═════ Material shown
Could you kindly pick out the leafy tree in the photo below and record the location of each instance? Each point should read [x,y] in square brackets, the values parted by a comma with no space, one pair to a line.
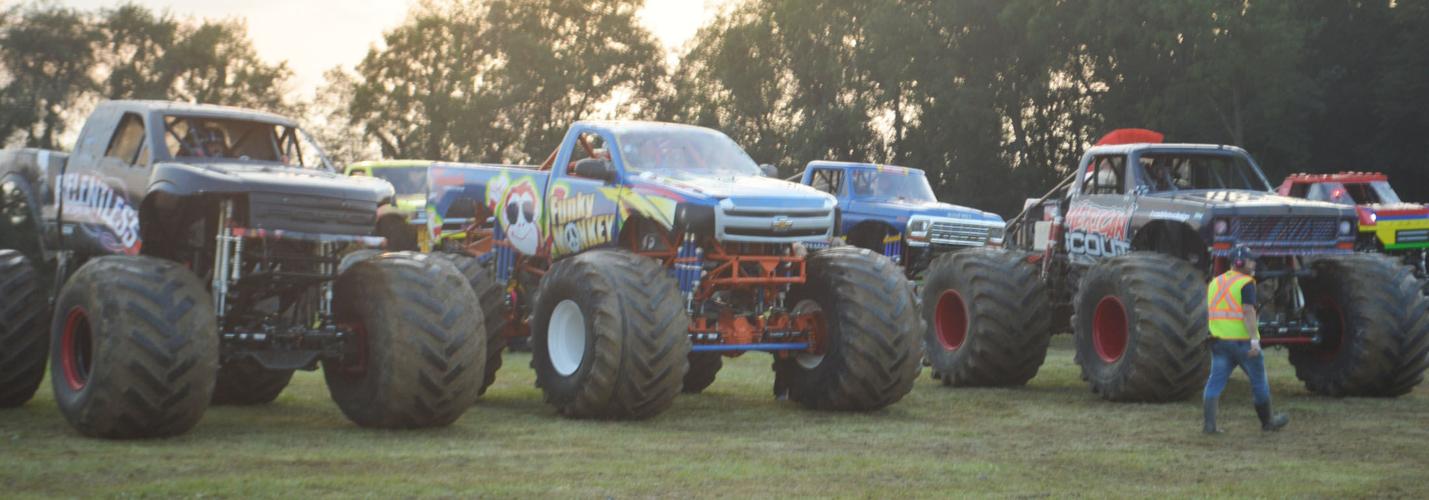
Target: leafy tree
[46,53]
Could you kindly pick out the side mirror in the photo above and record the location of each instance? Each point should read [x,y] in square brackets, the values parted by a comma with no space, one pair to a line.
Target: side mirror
[596,169]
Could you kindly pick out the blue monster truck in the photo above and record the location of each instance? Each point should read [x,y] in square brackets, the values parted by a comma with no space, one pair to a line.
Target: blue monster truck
[893,210]
[642,253]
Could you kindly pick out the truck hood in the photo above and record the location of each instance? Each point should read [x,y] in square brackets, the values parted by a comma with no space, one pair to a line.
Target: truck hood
[740,189]
[199,177]
[932,209]
[1253,203]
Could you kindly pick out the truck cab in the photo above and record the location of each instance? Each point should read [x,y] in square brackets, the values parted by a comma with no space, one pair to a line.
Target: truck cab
[893,210]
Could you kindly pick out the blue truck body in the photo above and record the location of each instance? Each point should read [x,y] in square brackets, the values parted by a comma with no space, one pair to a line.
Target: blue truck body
[892,209]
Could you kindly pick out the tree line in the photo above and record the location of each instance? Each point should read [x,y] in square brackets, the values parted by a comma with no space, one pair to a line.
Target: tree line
[996,99]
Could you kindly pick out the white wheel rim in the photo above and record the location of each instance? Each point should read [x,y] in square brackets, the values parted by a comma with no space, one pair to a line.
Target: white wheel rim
[566,337]
[808,360]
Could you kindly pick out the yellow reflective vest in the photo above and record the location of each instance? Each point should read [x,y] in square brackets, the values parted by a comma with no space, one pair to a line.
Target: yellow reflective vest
[1225,307]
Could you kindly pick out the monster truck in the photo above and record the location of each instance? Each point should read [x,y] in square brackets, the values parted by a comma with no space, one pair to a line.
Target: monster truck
[640,253]
[892,210]
[403,220]
[1386,225]
[1123,249]
[193,255]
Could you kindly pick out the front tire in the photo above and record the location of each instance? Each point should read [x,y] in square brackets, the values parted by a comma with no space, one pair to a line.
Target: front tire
[1375,327]
[420,343]
[988,319]
[1141,329]
[609,337]
[870,353]
[23,337]
[135,347]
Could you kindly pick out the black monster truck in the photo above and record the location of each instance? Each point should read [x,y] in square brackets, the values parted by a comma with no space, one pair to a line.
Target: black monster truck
[1123,250]
[193,255]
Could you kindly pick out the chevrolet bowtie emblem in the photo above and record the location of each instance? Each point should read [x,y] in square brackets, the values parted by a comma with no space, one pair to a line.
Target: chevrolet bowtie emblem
[782,225]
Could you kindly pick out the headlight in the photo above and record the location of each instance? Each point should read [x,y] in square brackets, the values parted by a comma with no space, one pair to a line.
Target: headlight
[1221,226]
[995,233]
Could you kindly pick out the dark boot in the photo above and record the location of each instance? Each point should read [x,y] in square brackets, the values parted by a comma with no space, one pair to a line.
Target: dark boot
[1268,420]
[1209,409]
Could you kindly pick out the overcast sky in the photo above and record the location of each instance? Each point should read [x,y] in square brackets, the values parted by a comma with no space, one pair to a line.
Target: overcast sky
[316,35]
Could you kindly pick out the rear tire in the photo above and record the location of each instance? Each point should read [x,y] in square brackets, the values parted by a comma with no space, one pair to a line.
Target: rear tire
[1141,329]
[492,299]
[23,337]
[872,353]
[245,383]
[703,367]
[135,346]
[420,345]
[609,337]
[988,319]
[1375,325]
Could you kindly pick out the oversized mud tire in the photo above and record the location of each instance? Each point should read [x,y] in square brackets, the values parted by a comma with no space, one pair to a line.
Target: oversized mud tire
[609,336]
[988,319]
[23,337]
[1375,327]
[246,383]
[703,367]
[1141,329]
[492,299]
[872,350]
[420,345]
[135,349]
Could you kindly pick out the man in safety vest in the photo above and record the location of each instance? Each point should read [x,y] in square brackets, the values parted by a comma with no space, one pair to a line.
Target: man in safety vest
[1235,333]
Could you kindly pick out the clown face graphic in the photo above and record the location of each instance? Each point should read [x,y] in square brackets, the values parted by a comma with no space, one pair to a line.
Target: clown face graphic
[519,215]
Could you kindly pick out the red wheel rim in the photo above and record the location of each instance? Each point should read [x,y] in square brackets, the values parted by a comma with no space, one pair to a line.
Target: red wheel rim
[76,349]
[1109,329]
[950,320]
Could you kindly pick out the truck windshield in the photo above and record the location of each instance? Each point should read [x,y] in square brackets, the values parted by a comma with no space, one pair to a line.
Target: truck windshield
[889,186]
[405,180]
[207,137]
[685,150]
[1198,172]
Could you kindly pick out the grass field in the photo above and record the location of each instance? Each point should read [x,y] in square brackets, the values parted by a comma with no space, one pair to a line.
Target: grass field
[1049,439]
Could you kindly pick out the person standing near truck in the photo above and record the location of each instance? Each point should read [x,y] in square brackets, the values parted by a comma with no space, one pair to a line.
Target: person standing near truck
[1235,333]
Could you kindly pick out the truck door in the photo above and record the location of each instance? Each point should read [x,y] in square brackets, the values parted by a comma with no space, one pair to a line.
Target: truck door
[1099,212]
[583,197]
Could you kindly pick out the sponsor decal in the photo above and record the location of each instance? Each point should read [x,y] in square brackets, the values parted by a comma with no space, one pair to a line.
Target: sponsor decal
[1096,232]
[92,202]
[518,210]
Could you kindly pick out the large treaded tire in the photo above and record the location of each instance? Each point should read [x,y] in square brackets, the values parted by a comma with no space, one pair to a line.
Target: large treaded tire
[135,349]
[988,319]
[703,369]
[1375,325]
[23,337]
[1153,323]
[246,383]
[420,343]
[872,350]
[492,299]
[633,330]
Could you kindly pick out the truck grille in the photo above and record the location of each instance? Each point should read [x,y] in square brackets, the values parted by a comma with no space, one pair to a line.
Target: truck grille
[310,215]
[772,225]
[956,233]
[1283,229]
[1412,236]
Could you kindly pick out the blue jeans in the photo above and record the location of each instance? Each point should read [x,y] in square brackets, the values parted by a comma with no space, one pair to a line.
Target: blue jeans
[1225,357]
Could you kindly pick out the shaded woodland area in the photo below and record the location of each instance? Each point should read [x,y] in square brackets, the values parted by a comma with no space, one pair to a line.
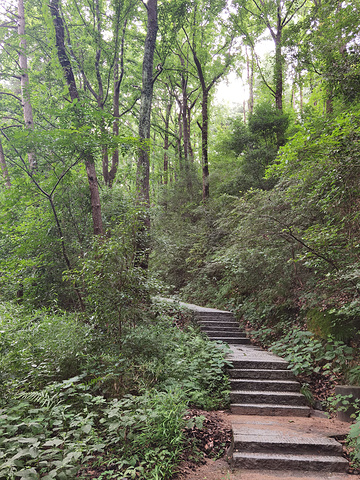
══════════
## To be done
Counting every line of the entries above, how many contain the string "tree"? Give only the number.

## The answer
4